▶ [ACTION ITEM]: Give back the line that contains "Can you see the sun?" and every following line, exactly as they appear, through the end of the data.

─── EXCERPTED DATA ───

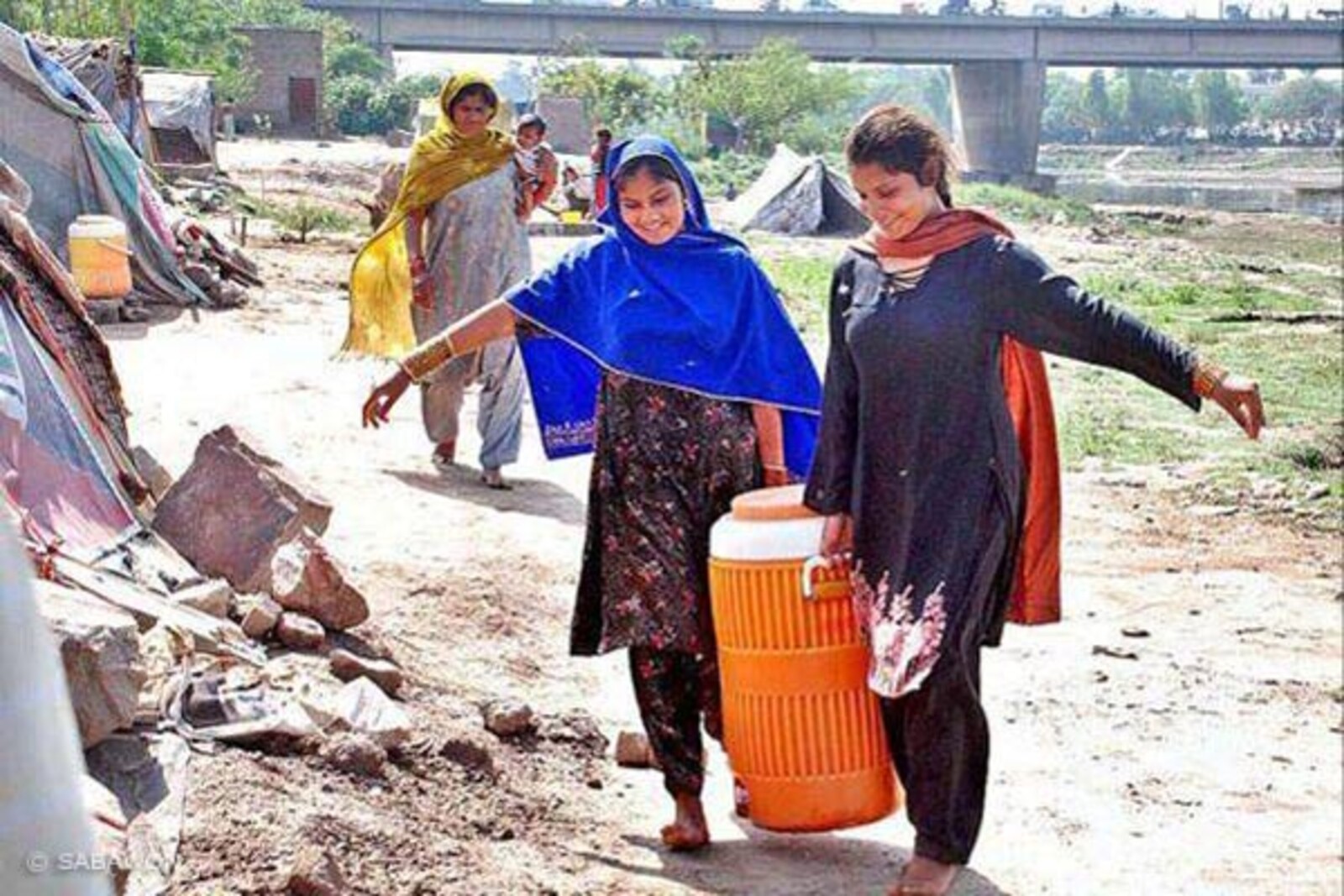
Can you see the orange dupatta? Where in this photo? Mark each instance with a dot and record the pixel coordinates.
(1035, 590)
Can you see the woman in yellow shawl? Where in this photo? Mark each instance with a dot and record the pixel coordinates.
(450, 244)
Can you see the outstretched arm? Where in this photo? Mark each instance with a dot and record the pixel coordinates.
(423, 285)
(491, 322)
(770, 443)
(1052, 312)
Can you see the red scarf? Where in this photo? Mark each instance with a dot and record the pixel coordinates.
(1035, 590)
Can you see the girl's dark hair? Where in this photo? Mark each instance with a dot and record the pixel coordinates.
(659, 168)
(900, 141)
(479, 92)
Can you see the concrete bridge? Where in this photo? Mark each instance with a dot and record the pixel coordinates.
(999, 63)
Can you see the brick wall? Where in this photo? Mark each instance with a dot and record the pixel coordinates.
(279, 56)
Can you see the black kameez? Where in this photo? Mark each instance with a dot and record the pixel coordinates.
(667, 466)
(917, 443)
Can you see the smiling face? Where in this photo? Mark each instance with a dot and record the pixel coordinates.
(652, 207)
(470, 113)
(894, 201)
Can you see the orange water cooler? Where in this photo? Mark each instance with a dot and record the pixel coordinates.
(803, 731)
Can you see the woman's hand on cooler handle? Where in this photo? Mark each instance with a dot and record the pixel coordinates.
(1240, 396)
(837, 539)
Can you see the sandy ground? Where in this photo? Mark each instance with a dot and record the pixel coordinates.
(1209, 762)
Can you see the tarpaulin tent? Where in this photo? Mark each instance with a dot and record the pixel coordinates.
(181, 117)
(108, 71)
(797, 195)
(58, 139)
(65, 466)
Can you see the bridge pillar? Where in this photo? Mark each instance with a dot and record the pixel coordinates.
(998, 110)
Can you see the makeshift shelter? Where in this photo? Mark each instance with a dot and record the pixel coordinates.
(109, 73)
(181, 117)
(65, 464)
(62, 143)
(797, 195)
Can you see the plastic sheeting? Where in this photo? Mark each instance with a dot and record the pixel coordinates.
(797, 195)
(54, 134)
(176, 101)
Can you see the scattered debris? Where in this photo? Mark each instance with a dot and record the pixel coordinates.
(100, 652)
(470, 750)
(508, 718)
(355, 754)
(213, 595)
(299, 631)
(363, 707)
(260, 616)
(234, 506)
(316, 873)
(306, 578)
(148, 777)
(633, 752)
(1115, 653)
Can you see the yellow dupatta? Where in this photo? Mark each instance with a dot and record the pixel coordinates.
(380, 280)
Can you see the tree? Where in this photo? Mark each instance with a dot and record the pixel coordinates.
(773, 94)
(1152, 101)
(1220, 103)
(1097, 102)
(356, 60)
(1303, 100)
(622, 98)
(1063, 116)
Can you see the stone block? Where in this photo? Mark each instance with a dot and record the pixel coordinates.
(306, 578)
(100, 651)
(214, 597)
(347, 667)
(297, 631)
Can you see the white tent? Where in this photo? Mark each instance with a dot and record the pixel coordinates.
(181, 114)
(797, 195)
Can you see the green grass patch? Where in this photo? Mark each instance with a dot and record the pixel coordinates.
(714, 175)
(806, 286)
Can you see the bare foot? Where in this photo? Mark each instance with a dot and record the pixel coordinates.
(690, 831)
(495, 479)
(925, 878)
(445, 453)
(741, 799)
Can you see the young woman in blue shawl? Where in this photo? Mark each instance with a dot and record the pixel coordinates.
(663, 347)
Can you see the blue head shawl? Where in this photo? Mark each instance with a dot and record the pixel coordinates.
(694, 313)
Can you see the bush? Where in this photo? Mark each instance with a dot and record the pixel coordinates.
(360, 105)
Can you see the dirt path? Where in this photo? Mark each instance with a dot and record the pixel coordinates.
(1196, 754)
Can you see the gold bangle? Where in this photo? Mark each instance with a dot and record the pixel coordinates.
(428, 358)
(1207, 378)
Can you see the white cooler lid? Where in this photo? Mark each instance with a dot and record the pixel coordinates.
(768, 524)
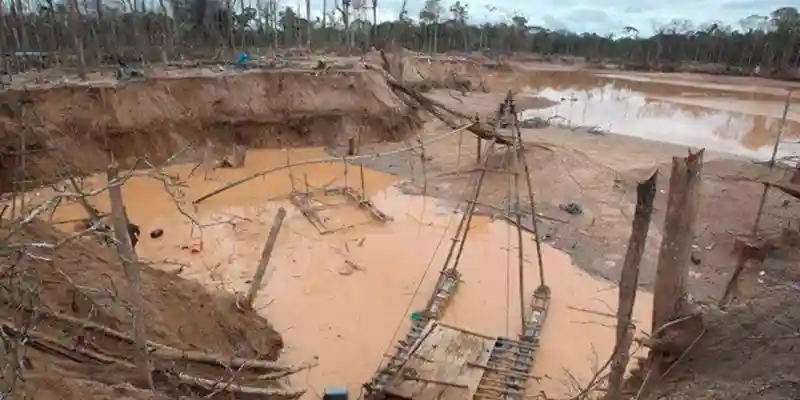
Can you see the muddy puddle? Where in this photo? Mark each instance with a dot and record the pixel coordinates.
(344, 298)
(727, 122)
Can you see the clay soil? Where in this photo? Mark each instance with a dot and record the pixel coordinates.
(83, 280)
(74, 127)
(295, 108)
(600, 172)
(748, 352)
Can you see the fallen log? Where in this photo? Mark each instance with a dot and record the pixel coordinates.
(436, 108)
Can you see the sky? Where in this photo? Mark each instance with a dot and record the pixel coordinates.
(600, 16)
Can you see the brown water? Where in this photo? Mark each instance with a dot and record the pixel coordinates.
(723, 121)
(347, 318)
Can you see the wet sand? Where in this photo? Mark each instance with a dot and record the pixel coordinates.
(347, 318)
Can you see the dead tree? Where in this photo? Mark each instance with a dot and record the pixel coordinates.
(628, 282)
(675, 321)
(130, 264)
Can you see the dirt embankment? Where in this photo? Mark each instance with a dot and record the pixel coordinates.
(42, 289)
(76, 126)
(749, 352)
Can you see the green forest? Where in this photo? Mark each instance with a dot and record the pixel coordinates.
(95, 30)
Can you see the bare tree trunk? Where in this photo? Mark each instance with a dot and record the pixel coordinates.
(309, 25)
(130, 264)
(629, 280)
(75, 28)
(266, 253)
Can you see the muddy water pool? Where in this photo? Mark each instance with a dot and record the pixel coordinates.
(679, 114)
(344, 298)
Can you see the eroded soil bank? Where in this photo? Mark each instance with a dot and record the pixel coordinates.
(599, 172)
(344, 298)
(76, 127)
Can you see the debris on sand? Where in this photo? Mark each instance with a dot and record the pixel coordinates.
(571, 208)
(752, 350)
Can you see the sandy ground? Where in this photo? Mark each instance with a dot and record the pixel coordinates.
(600, 172)
(351, 292)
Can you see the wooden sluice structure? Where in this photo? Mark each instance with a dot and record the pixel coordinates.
(437, 361)
(444, 291)
(508, 370)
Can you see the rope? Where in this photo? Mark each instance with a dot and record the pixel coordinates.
(419, 285)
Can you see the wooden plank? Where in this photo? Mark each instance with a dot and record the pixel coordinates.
(440, 367)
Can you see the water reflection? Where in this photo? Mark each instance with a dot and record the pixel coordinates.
(615, 107)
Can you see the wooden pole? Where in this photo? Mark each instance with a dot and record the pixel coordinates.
(239, 156)
(531, 197)
(478, 158)
(628, 282)
(261, 272)
(672, 270)
(130, 264)
(289, 167)
(781, 127)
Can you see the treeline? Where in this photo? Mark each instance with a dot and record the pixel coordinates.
(99, 31)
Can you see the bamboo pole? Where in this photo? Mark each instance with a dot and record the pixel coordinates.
(764, 193)
(531, 197)
(261, 272)
(130, 264)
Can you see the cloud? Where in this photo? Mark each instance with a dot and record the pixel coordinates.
(600, 16)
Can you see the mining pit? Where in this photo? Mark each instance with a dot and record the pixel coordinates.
(344, 284)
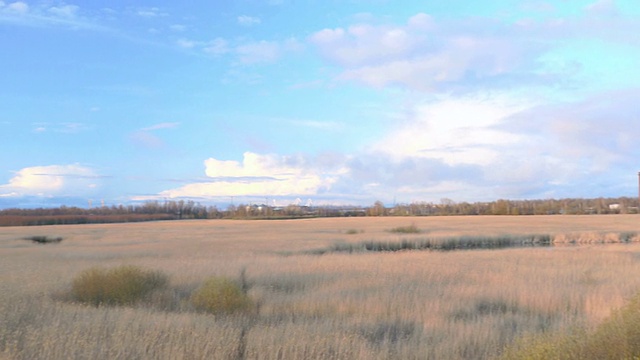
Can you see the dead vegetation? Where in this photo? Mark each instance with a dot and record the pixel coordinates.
(373, 305)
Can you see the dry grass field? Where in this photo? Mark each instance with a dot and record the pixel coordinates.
(365, 305)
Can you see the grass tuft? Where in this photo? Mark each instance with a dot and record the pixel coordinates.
(410, 229)
(618, 337)
(219, 295)
(123, 285)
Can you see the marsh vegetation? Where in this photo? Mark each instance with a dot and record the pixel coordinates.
(411, 304)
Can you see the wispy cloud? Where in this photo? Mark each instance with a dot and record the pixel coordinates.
(45, 14)
(257, 175)
(52, 180)
(246, 20)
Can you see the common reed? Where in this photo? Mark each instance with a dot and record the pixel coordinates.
(360, 305)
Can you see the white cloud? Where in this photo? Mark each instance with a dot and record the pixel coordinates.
(454, 130)
(427, 55)
(257, 175)
(245, 20)
(51, 180)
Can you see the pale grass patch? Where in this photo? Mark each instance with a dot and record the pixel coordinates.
(452, 305)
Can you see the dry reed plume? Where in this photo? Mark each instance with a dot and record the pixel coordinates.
(371, 305)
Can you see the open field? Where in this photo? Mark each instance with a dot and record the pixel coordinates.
(366, 305)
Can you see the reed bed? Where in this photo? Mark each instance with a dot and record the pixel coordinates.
(362, 305)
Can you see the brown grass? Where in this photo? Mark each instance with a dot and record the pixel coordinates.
(409, 305)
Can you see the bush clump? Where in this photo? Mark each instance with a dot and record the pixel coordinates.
(123, 285)
(219, 295)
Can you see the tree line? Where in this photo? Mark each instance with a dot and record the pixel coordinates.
(176, 210)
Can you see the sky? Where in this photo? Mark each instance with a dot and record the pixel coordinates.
(317, 102)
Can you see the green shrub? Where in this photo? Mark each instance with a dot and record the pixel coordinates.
(122, 285)
(220, 295)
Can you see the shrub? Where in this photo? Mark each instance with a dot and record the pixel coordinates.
(220, 295)
(44, 239)
(122, 285)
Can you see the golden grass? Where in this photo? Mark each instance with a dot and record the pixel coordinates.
(408, 305)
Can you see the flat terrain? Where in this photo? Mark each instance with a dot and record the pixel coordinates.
(408, 304)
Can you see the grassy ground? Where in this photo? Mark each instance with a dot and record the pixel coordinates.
(396, 305)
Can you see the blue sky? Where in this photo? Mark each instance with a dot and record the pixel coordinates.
(329, 102)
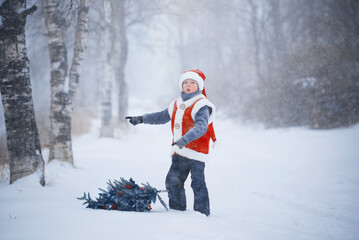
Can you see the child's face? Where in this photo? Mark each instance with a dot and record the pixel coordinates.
(190, 86)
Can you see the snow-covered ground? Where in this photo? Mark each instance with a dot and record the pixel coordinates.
(264, 184)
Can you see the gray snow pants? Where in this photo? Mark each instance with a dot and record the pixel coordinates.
(175, 179)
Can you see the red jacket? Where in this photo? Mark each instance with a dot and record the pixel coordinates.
(182, 120)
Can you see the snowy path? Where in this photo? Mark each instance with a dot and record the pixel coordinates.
(263, 184)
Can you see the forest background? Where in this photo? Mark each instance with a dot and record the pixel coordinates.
(276, 63)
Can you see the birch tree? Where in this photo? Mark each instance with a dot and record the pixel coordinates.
(119, 55)
(21, 130)
(106, 80)
(63, 94)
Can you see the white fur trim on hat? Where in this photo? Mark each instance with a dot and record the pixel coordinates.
(193, 76)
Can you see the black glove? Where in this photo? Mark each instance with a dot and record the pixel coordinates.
(180, 143)
(135, 120)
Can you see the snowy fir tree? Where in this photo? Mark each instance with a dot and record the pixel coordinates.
(124, 195)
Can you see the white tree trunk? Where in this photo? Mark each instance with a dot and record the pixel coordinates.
(119, 55)
(106, 80)
(23, 140)
(61, 100)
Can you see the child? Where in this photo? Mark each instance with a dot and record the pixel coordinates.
(192, 128)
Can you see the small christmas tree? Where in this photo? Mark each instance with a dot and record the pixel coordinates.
(124, 196)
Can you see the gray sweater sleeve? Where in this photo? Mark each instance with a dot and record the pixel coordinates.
(157, 117)
(200, 125)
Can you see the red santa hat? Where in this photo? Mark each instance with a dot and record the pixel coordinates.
(196, 75)
(199, 77)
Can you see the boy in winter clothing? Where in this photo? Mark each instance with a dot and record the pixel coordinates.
(191, 117)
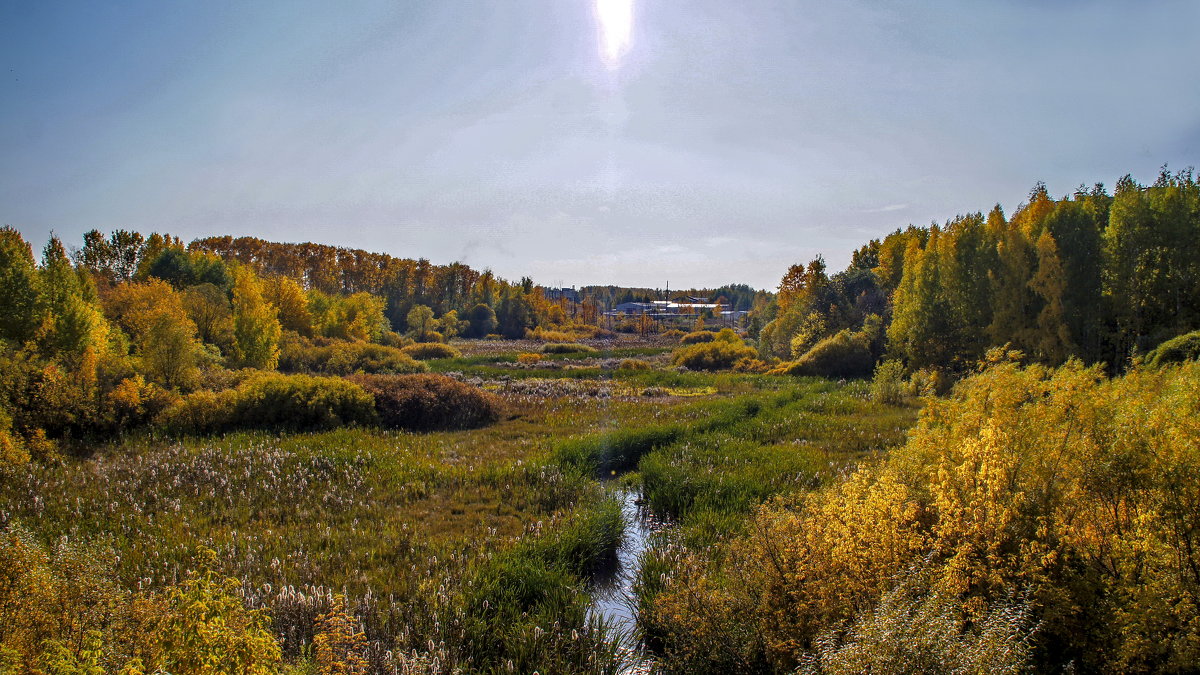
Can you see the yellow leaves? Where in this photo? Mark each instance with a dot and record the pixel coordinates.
(340, 643)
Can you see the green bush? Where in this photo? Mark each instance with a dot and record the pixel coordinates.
(1177, 350)
(425, 402)
(843, 354)
(697, 336)
(718, 354)
(567, 348)
(424, 351)
(340, 357)
(888, 386)
(297, 402)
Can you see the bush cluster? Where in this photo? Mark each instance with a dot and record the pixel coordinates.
(843, 354)
(1177, 350)
(339, 357)
(297, 402)
(425, 402)
(697, 336)
(425, 351)
(567, 348)
(977, 545)
(721, 353)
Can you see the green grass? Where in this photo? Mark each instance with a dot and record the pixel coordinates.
(480, 541)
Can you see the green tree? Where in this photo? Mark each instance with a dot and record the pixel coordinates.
(420, 322)
(1054, 344)
(450, 326)
(70, 322)
(18, 287)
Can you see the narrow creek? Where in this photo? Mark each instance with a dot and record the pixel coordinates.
(612, 595)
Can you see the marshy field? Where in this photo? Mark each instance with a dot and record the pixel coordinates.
(479, 549)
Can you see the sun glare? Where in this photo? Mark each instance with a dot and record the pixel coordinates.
(616, 18)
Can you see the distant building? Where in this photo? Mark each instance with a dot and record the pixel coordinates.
(562, 294)
(663, 309)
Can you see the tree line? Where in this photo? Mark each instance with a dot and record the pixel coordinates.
(1096, 276)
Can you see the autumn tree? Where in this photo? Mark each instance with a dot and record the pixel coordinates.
(483, 321)
(420, 322)
(256, 324)
(1053, 342)
(153, 314)
(291, 302)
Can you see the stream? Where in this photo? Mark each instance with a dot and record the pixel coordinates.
(612, 595)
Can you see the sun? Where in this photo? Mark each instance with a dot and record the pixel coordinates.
(616, 19)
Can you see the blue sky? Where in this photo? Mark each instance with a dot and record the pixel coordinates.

───

▶ [WRITTEN ANSWER]:
Can you see the sun? Where in this photo? Mark each instance with a dot and record the pixel coordinates.
(616, 19)
Can you see the blue sky? Where in this photo? Mark each instance with a dot and record the pixel coordinates.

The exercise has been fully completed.